Set problem
Quote the listing word for word from its beginning through the line containing "67 55 L 68 59", including that line.

Labeled contour listing
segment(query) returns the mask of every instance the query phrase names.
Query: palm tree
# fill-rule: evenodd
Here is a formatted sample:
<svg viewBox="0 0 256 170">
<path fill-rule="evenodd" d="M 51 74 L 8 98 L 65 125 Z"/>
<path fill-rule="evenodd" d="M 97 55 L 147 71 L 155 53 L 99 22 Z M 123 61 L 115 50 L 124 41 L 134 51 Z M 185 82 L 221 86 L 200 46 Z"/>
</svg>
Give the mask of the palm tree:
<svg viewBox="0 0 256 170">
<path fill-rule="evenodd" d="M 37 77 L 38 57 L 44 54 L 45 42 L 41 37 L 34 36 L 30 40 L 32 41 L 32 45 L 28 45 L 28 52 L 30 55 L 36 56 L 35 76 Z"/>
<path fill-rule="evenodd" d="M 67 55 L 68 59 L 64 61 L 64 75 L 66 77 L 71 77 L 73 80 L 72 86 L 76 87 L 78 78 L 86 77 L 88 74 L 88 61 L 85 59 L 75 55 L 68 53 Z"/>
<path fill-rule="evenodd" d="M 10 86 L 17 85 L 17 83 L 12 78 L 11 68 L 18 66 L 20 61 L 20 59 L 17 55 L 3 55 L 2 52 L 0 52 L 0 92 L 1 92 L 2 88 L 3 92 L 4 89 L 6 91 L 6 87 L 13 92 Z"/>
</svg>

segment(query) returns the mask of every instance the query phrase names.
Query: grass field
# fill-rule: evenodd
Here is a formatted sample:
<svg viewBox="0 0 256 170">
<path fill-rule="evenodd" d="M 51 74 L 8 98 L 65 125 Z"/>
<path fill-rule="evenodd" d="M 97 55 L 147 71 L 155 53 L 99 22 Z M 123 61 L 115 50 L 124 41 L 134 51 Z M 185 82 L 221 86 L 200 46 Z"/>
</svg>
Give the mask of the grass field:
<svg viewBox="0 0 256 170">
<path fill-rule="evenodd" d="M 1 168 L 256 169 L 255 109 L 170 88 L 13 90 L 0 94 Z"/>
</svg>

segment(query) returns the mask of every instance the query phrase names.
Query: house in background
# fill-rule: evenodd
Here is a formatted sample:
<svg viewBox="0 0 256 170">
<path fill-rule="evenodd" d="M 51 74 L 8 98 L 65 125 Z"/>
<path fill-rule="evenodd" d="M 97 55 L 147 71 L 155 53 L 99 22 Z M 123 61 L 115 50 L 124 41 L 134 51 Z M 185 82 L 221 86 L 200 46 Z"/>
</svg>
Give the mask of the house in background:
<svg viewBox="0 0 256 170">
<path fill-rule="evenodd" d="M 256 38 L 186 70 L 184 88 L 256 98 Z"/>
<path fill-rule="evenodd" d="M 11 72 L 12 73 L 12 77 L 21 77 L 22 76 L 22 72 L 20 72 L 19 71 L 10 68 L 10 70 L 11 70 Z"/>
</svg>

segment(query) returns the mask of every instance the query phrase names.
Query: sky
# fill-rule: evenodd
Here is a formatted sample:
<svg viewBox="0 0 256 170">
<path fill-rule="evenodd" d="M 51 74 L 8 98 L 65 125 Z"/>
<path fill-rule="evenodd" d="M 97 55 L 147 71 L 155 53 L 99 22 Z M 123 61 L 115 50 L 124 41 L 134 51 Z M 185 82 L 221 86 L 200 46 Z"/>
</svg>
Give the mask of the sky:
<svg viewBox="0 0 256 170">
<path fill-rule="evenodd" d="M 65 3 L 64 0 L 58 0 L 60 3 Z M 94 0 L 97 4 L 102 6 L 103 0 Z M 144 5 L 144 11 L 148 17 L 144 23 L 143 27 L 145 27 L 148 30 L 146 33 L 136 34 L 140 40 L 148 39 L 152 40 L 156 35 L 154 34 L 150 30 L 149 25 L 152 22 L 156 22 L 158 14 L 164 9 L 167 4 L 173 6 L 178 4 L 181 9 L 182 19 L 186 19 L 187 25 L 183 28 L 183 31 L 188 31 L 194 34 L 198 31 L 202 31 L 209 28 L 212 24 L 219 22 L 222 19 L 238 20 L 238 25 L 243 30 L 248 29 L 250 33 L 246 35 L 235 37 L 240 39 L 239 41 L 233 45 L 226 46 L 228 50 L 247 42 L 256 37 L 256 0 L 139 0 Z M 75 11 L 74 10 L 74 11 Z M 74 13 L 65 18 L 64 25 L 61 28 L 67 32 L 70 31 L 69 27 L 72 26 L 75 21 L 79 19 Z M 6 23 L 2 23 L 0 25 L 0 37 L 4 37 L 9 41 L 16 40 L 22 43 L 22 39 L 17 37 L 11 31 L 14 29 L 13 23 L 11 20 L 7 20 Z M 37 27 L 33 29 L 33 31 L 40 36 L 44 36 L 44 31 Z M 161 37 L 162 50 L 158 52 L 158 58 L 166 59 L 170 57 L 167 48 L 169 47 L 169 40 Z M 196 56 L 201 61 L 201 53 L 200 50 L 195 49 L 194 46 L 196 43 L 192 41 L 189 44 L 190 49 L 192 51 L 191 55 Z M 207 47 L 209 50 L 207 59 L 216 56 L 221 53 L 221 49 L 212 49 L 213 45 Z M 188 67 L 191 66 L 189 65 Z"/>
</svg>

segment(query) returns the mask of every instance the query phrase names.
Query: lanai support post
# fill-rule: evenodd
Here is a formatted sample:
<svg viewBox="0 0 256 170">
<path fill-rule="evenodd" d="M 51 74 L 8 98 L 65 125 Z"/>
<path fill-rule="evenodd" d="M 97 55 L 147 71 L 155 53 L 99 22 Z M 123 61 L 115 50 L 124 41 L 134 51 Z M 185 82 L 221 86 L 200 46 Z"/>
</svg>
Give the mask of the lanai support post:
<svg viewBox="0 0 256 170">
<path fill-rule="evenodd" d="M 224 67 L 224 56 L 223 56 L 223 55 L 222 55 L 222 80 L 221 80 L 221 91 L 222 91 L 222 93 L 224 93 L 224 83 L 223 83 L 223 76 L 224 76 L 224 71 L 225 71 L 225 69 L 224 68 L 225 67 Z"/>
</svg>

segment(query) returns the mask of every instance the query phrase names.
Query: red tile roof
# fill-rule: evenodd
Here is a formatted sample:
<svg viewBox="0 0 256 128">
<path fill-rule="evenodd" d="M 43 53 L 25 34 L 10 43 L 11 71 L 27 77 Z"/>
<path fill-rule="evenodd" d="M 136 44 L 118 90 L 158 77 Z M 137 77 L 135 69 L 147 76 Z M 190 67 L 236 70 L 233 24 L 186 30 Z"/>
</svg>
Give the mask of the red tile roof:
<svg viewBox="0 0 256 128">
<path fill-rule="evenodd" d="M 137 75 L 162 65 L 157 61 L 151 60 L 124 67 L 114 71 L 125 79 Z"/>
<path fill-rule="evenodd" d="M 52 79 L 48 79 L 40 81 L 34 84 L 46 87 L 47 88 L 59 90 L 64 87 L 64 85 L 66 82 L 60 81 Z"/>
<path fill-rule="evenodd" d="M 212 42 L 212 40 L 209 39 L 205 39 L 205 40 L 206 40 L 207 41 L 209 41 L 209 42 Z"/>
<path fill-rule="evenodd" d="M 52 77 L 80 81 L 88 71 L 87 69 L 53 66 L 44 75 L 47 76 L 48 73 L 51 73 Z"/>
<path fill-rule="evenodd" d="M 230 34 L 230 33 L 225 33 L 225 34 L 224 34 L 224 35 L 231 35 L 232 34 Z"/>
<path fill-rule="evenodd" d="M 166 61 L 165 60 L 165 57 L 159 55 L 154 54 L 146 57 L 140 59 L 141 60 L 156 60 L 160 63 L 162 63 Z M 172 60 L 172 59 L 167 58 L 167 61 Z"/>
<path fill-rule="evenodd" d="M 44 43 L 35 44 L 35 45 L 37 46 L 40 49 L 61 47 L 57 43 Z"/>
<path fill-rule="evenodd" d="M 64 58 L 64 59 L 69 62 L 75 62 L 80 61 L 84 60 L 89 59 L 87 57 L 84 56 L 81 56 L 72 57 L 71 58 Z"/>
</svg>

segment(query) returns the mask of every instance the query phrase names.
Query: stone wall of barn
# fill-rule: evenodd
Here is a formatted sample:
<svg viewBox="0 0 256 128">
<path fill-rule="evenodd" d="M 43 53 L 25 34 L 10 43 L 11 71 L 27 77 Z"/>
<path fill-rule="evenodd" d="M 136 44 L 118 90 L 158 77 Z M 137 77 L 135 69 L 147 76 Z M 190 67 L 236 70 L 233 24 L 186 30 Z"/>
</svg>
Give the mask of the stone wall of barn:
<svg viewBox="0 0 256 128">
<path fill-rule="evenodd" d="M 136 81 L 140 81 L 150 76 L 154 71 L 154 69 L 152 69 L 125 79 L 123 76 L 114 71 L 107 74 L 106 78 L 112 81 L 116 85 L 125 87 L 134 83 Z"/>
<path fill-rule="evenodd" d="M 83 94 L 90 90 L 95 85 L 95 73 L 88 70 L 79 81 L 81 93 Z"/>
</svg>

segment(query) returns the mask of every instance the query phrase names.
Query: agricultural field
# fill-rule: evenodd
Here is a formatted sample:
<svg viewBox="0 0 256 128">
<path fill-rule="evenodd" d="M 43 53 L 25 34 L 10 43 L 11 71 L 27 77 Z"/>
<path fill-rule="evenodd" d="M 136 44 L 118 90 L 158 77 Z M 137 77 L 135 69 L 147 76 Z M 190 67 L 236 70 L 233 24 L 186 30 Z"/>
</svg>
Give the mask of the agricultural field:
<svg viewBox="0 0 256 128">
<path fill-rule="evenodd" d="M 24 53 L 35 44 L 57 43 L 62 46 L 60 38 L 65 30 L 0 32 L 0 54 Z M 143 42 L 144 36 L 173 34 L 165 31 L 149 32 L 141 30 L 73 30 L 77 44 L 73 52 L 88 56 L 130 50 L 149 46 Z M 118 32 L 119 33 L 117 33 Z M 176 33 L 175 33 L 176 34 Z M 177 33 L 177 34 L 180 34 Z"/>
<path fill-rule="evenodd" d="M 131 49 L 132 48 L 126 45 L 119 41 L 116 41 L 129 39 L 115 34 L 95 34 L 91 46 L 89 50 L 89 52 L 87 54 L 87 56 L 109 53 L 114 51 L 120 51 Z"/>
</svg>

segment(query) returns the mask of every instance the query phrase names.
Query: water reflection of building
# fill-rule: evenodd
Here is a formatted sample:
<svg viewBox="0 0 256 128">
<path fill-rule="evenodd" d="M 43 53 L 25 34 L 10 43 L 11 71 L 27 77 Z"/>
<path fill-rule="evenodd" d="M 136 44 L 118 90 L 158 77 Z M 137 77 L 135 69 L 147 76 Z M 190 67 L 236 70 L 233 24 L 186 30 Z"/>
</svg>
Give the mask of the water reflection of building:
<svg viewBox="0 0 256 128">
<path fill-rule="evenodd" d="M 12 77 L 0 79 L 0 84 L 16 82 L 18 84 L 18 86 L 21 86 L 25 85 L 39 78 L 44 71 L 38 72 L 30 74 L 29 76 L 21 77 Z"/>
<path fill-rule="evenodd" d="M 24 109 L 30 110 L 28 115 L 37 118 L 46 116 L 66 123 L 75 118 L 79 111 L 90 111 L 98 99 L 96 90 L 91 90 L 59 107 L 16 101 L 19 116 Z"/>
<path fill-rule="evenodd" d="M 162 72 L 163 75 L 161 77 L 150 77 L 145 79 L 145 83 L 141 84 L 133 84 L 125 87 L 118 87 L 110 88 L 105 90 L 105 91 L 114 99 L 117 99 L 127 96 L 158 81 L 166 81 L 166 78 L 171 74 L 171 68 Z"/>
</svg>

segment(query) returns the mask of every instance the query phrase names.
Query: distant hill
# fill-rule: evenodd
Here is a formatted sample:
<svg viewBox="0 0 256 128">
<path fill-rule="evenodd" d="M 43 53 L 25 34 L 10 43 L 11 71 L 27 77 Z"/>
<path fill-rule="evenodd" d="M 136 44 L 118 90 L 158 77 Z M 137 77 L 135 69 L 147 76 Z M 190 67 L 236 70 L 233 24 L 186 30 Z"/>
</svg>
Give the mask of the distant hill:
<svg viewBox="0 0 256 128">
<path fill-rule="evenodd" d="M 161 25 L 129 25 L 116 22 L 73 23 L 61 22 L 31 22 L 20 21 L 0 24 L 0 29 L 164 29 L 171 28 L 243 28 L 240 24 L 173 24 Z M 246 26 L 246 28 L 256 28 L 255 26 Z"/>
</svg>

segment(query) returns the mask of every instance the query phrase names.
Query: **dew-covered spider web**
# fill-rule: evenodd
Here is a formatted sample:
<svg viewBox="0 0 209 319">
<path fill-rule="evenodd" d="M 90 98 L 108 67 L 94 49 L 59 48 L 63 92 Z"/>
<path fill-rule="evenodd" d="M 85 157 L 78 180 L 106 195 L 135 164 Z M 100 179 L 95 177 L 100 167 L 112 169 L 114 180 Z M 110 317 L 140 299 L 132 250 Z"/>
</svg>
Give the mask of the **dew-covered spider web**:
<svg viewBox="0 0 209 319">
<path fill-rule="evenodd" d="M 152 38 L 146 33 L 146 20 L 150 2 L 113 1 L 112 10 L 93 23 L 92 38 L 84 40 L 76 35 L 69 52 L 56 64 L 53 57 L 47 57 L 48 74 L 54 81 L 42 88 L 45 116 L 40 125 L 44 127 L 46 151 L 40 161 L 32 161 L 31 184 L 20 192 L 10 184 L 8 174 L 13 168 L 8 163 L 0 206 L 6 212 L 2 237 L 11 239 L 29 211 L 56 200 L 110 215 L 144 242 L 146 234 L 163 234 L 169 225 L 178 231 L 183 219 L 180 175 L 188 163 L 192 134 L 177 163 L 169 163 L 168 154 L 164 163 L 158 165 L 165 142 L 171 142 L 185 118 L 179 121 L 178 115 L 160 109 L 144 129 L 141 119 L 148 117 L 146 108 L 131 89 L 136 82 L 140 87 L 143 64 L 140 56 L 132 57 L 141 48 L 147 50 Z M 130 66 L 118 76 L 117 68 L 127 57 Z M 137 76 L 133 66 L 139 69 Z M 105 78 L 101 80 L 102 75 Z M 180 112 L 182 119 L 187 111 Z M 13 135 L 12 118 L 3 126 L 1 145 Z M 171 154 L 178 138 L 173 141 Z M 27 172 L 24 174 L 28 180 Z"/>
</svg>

Output below
segment(query) returns the mask of every instance the query phrase names.
Query: palm tree
# fill-rule: evenodd
Here is a formatted sample:
<svg viewBox="0 0 256 170">
<path fill-rule="evenodd" d="M 51 74 L 8 98 L 65 125 Z"/>
<path fill-rule="evenodd" d="M 97 55 L 147 71 L 155 53 L 99 22 Z M 123 61 L 115 50 L 124 41 L 134 51 Z M 185 82 L 221 86 L 200 46 Z"/>
</svg>
Give the mask of the palm tree:
<svg viewBox="0 0 256 170">
<path fill-rule="evenodd" d="M 37 77 L 38 57 L 44 54 L 45 42 L 41 37 L 34 36 L 30 40 L 32 41 L 32 45 L 28 45 L 28 52 L 30 55 L 36 56 L 35 76 Z"/>
<path fill-rule="evenodd" d="M 67 55 L 68 59 L 64 61 L 64 75 L 66 77 L 71 77 L 73 80 L 72 86 L 76 87 L 78 78 L 86 77 L 88 74 L 88 61 L 85 59 L 75 55 L 68 53 Z"/>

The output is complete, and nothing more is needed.